• Coordinate labeling data:
▬▬▬
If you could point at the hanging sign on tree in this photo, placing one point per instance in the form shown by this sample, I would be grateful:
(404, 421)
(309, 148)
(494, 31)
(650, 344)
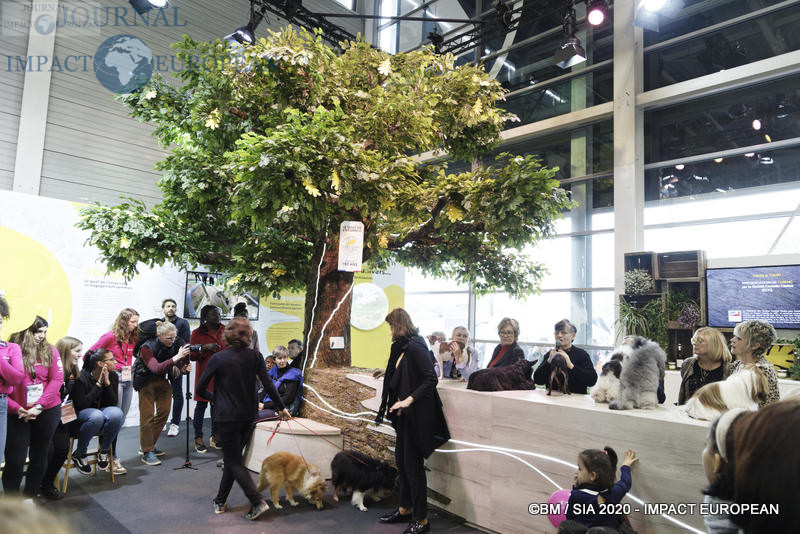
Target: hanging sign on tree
(351, 245)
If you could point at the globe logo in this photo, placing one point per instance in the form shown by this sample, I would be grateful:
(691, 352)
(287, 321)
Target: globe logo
(44, 24)
(123, 63)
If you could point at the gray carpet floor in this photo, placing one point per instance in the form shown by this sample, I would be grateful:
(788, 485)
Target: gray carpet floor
(156, 499)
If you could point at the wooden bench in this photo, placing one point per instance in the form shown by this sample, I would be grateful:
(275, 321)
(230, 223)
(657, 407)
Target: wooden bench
(315, 449)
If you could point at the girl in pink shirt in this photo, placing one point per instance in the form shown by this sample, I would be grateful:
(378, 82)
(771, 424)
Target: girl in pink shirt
(34, 408)
(11, 374)
(120, 341)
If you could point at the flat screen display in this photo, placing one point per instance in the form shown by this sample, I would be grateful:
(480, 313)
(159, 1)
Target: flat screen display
(739, 294)
(204, 288)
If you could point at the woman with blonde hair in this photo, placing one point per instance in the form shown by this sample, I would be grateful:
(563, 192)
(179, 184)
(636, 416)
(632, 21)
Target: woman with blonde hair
(711, 362)
(751, 340)
(34, 408)
(121, 340)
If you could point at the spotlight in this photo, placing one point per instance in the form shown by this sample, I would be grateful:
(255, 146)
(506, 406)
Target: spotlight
(571, 52)
(653, 5)
(143, 6)
(243, 35)
(436, 40)
(597, 12)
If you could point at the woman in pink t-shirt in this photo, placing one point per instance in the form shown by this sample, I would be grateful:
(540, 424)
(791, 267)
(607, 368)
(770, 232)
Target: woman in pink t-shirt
(121, 340)
(11, 374)
(34, 408)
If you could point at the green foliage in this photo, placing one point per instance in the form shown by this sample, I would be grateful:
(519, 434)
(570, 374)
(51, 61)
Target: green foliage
(647, 321)
(272, 146)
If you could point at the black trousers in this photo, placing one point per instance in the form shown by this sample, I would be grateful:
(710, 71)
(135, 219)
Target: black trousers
(30, 439)
(234, 436)
(177, 399)
(412, 483)
(57, 454)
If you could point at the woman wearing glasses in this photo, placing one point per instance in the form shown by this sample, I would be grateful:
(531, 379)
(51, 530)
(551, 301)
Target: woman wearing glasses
(507, 352)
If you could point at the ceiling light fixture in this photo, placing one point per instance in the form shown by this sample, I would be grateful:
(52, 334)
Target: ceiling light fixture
(143, 6)
(596, 12)
(571, 52)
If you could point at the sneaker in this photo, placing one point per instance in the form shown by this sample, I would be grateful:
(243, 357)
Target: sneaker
(256, 511)
(82, 464)
(51, 492)
(156, 451)
(102, 461)
(150, 458)
(118, 469)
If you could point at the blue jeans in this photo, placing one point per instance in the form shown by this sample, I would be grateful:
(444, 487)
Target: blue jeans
(92, 421)
(177, 398)
(125, 395)
(3, 426)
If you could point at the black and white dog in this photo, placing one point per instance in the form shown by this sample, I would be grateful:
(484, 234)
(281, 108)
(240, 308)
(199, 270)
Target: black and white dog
(365, 476)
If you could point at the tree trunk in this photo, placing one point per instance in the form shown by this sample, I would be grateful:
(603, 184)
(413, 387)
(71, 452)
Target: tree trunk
(333, 285)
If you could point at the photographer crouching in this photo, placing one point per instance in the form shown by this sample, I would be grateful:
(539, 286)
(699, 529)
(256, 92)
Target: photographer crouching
(157, 357)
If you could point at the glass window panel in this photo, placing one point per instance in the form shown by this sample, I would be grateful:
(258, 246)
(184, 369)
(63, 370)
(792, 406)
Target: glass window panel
(719, 240)
(754, 201)
(699, 14)
(432, 312)
(736, 45)
(726, 176)
(581, 92)
(587, 150)
(416, 281)
(538, 313)
(725, 121)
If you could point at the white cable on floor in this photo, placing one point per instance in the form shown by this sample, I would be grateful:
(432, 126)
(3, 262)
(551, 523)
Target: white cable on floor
(316, 296)
(322, 332)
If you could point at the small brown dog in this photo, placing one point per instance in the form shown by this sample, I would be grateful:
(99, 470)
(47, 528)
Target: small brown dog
(289, 470)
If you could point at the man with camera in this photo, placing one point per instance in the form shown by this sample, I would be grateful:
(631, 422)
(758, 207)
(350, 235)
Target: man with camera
(170, 309)
(210, 338)
(158, 358)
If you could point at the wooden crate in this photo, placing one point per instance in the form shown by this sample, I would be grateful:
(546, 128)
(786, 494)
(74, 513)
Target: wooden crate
(640, 260)
(686, 265)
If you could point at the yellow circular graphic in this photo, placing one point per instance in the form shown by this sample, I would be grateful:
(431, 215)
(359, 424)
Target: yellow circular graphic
(34, 283)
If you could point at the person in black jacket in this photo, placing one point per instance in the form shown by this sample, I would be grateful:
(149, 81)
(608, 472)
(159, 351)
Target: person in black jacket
(234, 371)
(415, 410)
(507, 352)
(580, 369)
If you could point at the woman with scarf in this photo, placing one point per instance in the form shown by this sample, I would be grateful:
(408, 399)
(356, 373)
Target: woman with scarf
(415, 410)
(289, 383)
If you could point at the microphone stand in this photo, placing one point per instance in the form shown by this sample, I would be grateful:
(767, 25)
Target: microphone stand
(187, 464)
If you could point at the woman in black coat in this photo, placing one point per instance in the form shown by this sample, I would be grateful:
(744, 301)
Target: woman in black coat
(507, 352)
(415, 410)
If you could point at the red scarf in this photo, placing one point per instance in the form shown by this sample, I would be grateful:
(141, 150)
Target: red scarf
(503, 350)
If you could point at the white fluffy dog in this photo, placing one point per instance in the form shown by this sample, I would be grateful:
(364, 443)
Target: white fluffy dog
(743, 389)
(607, 387)
(643, 365)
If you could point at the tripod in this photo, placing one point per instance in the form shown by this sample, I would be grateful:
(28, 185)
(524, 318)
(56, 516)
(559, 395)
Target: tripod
(187, 464)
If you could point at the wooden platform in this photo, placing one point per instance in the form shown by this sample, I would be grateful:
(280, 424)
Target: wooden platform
(493, 489)
(291, 436)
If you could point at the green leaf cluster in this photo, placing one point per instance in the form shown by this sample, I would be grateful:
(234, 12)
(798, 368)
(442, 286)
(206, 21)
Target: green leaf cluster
(272, 146)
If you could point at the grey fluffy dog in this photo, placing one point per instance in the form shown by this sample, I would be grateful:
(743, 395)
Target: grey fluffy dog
(643, 364)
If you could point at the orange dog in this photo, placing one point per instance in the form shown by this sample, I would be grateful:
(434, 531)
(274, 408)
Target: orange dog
(287, 469)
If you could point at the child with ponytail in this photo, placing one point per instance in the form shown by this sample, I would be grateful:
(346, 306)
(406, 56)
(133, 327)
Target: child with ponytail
(595, 492)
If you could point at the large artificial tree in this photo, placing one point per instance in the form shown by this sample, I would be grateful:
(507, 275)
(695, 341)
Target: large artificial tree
(272, 146)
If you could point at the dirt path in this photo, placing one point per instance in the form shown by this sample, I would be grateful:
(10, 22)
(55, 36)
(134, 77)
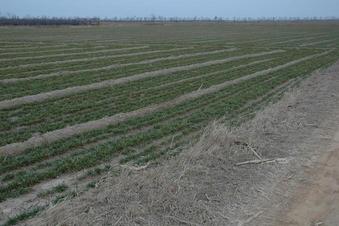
▬▬▬
• Goal:
Gather every line of the material that contains the word "trousers" and copy each of those lines in full.

• Expected output:
If you could point at the black trousers in this photo, placing one point per instance in the form shown by this sample, I would be grateful:
Target: black trousers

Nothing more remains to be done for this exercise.